Filter the items and copy each line that contains the string "stroller", treating uppercase and lowercase letters as different.

══ Dataset entries

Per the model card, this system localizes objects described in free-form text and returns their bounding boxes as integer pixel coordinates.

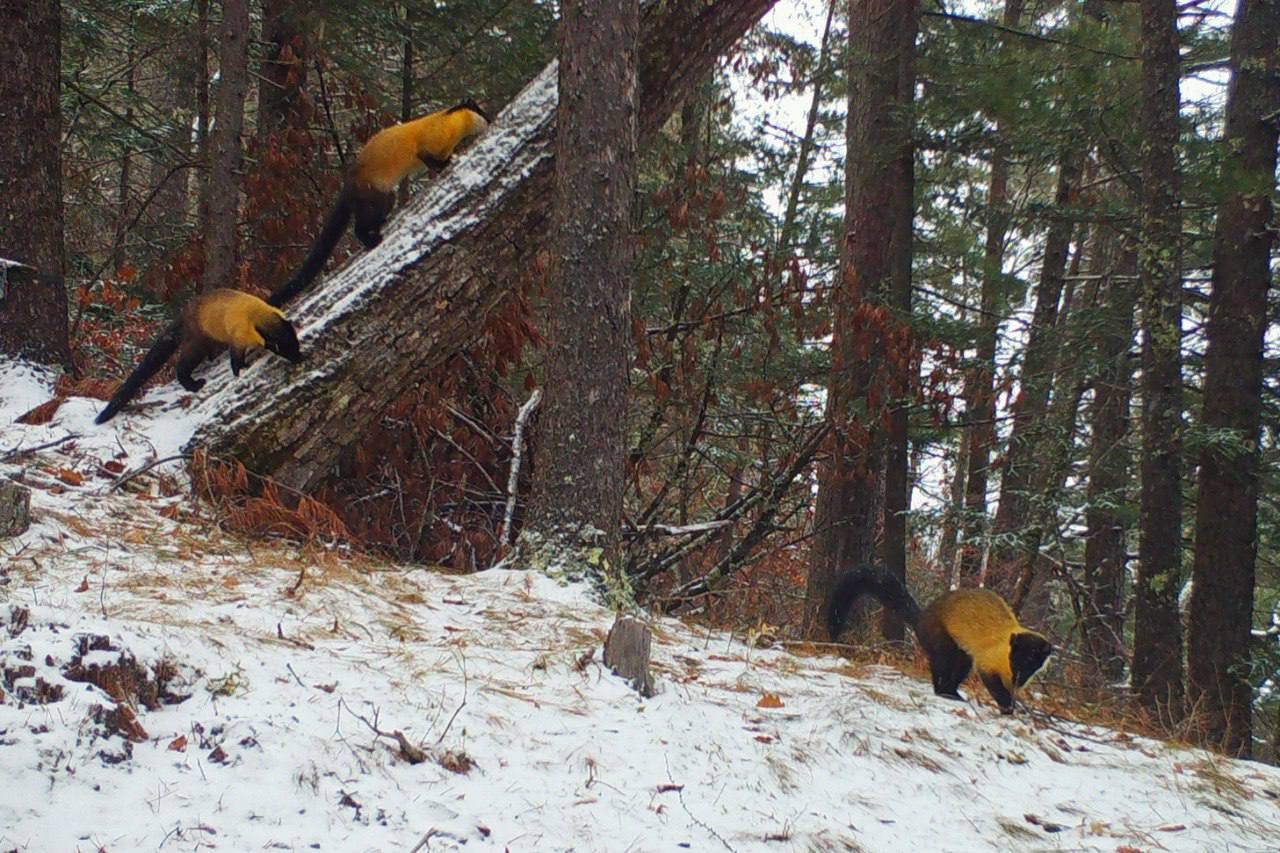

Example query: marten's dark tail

════
══ Dataset entries

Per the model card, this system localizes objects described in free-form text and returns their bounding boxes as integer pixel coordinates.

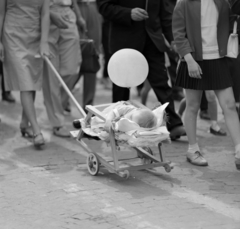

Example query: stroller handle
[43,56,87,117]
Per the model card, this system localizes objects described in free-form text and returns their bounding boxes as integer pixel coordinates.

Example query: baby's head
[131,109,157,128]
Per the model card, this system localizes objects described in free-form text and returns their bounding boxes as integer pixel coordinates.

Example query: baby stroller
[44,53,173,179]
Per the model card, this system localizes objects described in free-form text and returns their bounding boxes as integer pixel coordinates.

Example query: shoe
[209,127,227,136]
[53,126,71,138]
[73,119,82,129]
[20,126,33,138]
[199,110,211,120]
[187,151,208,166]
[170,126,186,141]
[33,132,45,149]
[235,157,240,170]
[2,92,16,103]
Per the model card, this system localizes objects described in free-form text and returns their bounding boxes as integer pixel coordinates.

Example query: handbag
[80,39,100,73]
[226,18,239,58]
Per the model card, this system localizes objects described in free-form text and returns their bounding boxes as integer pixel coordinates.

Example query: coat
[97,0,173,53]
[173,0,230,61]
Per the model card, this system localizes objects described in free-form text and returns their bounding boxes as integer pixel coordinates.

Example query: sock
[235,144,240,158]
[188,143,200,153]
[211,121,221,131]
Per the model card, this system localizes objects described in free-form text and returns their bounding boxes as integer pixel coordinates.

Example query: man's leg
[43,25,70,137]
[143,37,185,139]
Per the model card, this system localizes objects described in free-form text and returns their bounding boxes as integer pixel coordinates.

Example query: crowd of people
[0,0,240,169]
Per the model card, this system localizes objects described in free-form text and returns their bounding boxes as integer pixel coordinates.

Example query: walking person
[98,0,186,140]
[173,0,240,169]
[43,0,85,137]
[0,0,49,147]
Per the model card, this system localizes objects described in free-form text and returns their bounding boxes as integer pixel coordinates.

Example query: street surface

════
══ Dataset entries

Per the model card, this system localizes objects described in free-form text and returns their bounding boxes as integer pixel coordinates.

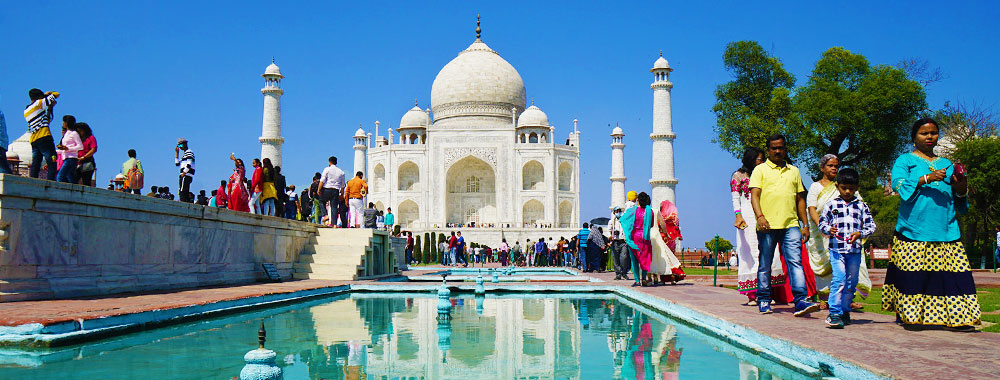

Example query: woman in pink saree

════

▶ **Output of the exercise**:
Example query: stroller handle
Example query: baby stroller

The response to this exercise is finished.